### Given exercise
Update the lines from the one containing "racing tire using the picture above." through the end of the material, inclusive, so that "slick" becomes "grooved" and nothing else changes.

== == ==

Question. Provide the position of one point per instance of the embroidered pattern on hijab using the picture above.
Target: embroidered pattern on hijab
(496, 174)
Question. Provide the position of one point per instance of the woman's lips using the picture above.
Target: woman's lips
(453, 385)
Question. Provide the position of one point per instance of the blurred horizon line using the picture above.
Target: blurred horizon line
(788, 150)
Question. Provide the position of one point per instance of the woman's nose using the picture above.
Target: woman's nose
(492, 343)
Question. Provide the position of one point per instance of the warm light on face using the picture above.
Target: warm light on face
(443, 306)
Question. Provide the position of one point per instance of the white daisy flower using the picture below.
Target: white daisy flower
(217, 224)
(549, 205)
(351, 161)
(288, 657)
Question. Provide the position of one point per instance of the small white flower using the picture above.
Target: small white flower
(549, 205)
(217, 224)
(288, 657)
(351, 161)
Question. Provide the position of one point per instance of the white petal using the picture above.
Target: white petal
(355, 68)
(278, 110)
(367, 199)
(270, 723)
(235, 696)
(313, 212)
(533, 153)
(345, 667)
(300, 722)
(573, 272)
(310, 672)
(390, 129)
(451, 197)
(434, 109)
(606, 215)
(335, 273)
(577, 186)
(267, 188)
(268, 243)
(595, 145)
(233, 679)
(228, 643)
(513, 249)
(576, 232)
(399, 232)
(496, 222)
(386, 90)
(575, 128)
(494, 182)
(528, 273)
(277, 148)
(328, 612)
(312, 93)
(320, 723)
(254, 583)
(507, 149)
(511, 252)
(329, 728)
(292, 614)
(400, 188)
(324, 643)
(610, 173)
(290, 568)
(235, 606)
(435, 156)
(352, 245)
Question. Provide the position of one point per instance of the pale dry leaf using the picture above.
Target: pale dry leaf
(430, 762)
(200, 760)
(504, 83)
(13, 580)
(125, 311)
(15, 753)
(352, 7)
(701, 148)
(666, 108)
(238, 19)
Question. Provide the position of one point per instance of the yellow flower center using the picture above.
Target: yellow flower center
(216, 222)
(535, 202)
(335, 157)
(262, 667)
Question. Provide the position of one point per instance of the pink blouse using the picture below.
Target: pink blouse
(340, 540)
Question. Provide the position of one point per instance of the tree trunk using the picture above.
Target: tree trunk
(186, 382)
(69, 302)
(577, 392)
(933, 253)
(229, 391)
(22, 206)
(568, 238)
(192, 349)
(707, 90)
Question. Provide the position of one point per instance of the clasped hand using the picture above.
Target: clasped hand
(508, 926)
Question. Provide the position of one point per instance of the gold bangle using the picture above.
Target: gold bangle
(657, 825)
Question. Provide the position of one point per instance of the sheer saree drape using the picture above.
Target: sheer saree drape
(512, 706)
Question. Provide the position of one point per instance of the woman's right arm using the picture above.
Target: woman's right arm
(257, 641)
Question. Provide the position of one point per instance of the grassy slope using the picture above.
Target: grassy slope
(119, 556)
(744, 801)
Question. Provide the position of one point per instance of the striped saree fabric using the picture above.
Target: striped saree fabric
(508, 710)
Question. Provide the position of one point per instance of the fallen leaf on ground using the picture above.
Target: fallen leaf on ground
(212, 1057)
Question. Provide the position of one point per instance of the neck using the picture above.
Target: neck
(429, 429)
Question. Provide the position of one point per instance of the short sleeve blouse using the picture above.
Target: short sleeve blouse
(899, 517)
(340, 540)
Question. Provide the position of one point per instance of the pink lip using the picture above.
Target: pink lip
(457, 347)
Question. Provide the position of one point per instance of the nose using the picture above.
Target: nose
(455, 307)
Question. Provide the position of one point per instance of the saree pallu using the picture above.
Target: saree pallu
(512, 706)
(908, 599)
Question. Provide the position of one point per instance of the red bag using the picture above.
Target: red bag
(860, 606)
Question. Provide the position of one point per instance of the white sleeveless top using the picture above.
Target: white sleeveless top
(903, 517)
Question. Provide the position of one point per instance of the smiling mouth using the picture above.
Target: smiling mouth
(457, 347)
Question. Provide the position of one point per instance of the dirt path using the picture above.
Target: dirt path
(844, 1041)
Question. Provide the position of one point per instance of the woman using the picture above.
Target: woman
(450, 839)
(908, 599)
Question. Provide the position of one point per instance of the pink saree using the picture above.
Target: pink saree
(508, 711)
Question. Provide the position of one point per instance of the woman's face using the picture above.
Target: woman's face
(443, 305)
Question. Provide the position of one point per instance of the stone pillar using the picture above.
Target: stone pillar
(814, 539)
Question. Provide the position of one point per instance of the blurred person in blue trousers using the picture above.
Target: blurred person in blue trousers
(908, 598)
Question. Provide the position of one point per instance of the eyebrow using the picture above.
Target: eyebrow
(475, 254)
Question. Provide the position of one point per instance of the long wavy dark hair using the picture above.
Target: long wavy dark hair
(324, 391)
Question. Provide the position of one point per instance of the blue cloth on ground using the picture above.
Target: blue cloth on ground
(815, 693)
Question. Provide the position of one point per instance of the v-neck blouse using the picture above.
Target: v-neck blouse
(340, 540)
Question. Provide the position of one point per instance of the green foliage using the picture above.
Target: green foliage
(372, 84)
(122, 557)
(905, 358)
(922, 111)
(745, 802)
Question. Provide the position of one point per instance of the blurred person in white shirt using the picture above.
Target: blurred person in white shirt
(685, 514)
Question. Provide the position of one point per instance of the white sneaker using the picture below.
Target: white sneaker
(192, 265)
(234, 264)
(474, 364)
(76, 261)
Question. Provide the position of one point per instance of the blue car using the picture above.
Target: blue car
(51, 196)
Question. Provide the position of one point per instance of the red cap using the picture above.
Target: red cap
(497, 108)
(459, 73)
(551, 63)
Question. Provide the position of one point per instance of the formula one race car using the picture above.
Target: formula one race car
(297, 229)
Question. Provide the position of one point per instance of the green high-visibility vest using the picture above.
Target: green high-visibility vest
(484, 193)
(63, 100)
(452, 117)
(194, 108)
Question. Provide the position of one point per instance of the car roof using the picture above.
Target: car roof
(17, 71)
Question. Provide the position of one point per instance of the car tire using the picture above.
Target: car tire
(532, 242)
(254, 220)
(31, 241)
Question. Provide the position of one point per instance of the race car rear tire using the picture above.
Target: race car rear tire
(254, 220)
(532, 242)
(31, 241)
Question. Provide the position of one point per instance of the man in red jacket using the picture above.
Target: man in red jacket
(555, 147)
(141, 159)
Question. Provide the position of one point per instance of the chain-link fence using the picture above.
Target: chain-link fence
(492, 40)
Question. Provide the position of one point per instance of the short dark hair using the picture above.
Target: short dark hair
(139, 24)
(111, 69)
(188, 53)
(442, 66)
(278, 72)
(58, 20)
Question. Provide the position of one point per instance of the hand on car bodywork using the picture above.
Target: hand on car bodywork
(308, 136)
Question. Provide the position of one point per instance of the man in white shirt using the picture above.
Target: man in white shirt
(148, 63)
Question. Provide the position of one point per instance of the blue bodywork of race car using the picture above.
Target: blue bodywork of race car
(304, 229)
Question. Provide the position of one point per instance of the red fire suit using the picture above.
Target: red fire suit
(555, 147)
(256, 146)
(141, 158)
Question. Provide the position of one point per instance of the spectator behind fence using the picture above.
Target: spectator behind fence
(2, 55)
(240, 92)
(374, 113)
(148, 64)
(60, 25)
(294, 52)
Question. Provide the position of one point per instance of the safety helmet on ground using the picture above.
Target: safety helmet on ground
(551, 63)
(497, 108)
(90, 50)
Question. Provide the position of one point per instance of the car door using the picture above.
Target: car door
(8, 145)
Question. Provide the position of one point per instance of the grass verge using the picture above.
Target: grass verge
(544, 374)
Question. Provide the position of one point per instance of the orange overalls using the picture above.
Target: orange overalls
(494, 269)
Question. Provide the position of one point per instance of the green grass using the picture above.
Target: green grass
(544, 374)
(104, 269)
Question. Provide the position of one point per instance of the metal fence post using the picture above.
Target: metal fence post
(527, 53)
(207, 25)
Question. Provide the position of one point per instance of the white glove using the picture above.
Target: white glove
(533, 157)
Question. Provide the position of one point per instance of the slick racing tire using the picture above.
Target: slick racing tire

== == ==

### Expected output
Question. Provide the position of one point per instance of the grooved racing tire using the picture above.
Target: grooved racing tire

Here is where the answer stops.